§ THE PROBLEM:
Could you retype the rows below word for word, leaving the pictures out?

═══ DATA IN THIS EXERCISE

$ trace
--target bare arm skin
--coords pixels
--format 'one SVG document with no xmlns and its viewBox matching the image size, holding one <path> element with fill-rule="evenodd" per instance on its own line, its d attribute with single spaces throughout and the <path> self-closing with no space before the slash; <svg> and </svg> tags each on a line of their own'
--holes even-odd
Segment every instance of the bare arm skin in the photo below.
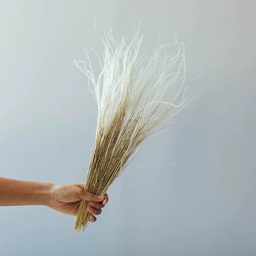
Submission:
<svg viewBox="0 0 256 256">
<path fill-rule="evenodd" d="M 0 177 L 0 206 L 45 205 L 58 211 L 76 216 L 81 200 L 90 201 L 87 210 L 94 222 L 108 202 L 106 194 L 98 197 L 84 190 L 85 183 L 57 185 L 44 182 Z"/>
</svg>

══════

§ WRITTEN SOLUTION:
$ trace
--target bare arm skin
--coords pixels
--format 'one SVG document with no xmlns and its viewBox matching the image size, holding one <path> element with fill-rule="evenodd" per instance on its own line, its d attribute with single spaces throughout and the <path> self-closing with no space before the slash; <svg> and </svg> tags each on a line of their own'
--holes even-odd
Segment every instance of the bare arm skin in the photo below.
Submission:
<svg viewBox="0 0 256 256">
<path fill-rule="evenodd" d="M 0 177 L 0 206 L 45 205 L 58 211 L 76 216 L 81 200 L 90 201 L 87 210 L 94 222 L 108 202 L 106 194 L 98 197 L 84 190 L 85 183 L 57 185 L 44 182 Z"/>
</svg>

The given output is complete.